> Text provided
>> BEGIN
# Coach (Re)Loved Exchange



## Purse Chakra

I didn't see a thread on this already (or a mention in another thread), but if I missed it, I'll jump over to that threat instead. 

Saw this yesterday on Coach's hompage:







This reminds me most of Mulberry with its Mulberry Exchange, and generally seems in line with the trend of luxury handbag brands starting to work directly with resale platforms.   

Any intel on this? Start date, parameters, etc.? My SA is traveling and not working right now, so I can't ask him to see what tidbits he might be able to share.


----------



## MiaKay

This is very interesting. Excited to learn details as they come, thanks for sharing!

I sure hope they roll it out in markets outside the United States as well. I checked the Coach Canada website but there’s nothing there at the moment.


----------



## holiday123

They added details about the program. 

When they say 100% leather...is that including lining? The comment about no excessive wrinkles makes me lol considering what some of the bags they send me look like.

Curious if anyone does this what their offer is on the $10 - $140 scale.

From the site:

*




*





Introducing a new, circular way to Coach inspired by our commitment to a better-made future. Trade in your bag through Coach (Re)Loved Exchange to be recycled or reimagined or shop our collection of pre-loved bags here. Either way, you’re helping create a less wasteful way of doing things.

Wear it, love it, pass it on.
How do I exchange my Coach bag?
We get it. Sometimes you and your Coach bag need to part ways. But, did you know that more than 85 percent of unwanted clothes and bags end up in landfills*? We’re working to change that, and we couldn’t do it without you.

Done with your Coach? Trade it, don’t toss it with Coach (Re)Loved Exchange, and we’ll reimagine or recycle it in exchange for a credit. You’re helping us keep bags out of landfills and to reduce our impact on the environment.

*Based on research conducted by our partners at Columbia University’s Center for Sustainable Futures.


*How It Works*

Bring your bag to one of 15 pilot stores (find one here).
Our team will evaluate your bag to determine if it is eligible for trade-in.
You’ll receive a credit based on the condition and original value of your bag, from $10 up to $140.
Your bag will be thoughtfully refurbished, reimagined or recycled by our craftspeople. Feels good, doesn’t it?
Frequently Asked Questions
We’re so glad you asked!


*What bags are eligible for trade-in?*
We’re currently accepting 100 percent leather bags (Coach Retail only) in very good or gently worn condition, with minimal scratches and wrinkles. We accept bags requiring up to two repairs within our standard repair guidelines. Please also include your bag’s detachable strap, if it came with one.
>> END
> Labeled contour entries
>> BEGIN
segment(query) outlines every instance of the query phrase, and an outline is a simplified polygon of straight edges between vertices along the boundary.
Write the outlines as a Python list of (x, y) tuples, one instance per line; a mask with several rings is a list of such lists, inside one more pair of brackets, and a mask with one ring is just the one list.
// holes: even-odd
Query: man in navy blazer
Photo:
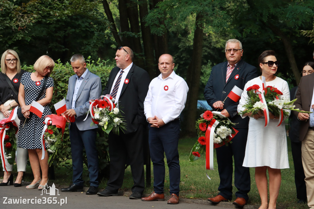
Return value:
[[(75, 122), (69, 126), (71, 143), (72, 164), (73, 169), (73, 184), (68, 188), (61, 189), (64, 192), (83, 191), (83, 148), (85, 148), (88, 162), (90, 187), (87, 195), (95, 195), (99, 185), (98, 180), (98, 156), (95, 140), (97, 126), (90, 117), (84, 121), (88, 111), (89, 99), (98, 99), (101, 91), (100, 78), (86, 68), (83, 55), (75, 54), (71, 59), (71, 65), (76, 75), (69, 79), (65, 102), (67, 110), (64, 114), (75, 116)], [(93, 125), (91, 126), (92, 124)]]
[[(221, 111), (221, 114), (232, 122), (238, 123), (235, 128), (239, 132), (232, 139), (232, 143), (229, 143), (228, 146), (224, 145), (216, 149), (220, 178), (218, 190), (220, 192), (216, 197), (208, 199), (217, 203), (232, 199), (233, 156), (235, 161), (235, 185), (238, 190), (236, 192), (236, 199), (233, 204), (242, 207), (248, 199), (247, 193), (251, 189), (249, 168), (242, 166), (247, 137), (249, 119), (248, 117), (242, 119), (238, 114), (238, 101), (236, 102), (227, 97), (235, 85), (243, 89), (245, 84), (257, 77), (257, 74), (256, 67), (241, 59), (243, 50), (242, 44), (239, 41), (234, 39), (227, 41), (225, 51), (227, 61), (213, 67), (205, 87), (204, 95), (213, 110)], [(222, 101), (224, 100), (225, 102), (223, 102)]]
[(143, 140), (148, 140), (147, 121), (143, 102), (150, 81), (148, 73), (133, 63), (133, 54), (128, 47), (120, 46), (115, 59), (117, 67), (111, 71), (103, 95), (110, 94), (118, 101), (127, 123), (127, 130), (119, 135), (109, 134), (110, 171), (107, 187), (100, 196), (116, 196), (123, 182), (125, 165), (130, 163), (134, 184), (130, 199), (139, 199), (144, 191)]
>> END
> Task requirements
Can you carry on the forum thread about the Coach (Re)Loved Exchange, picking up after its final sentence? These rows were drawn from a separate source.

> Result of the exercise
If you would like to know whether your bag is eligible for trade-in before coming into the store, schedule a Zoom or FaceTime with one of our store associates and they’ll take a look. Contact one of our 15 participating pilot stores here.


*What credit can I receive? How do I use it?*
Credits range from $10 to $140. You’ll receive a voucher, valid for one year, to use in-store. Please note: only one voucher may be used per purchase and may not be combined with other offers.


*What happens if my bag is not eligible for trade-in?*
Items not eligible for trade-in may still be eligible for repairs, leather care, and customization to give new life to your product. Our store associates can walk you through your options!


----------



## pbnjam

It's not really worth it. I brought in a bag that was originally over 500 dollars. They checked the quality and deemed that it was in excellent condition and I think I got back a $120 voucher. So it was like getting back 25% back.


----------



## Purse Chakra

pbnjam said:


> It's not really worth it. I brought in a bag that was originally over 500 dollars. They checked the quality and deemed that it was in excellent condition and I think I got back a $120 voucher. So it was like getting back 25% back.



Thank you for sharing! 

Did they give the quote on the spot? How long did the process take?


----------



## pbnjam

Purse Chakra said:


> Thank you for sharing!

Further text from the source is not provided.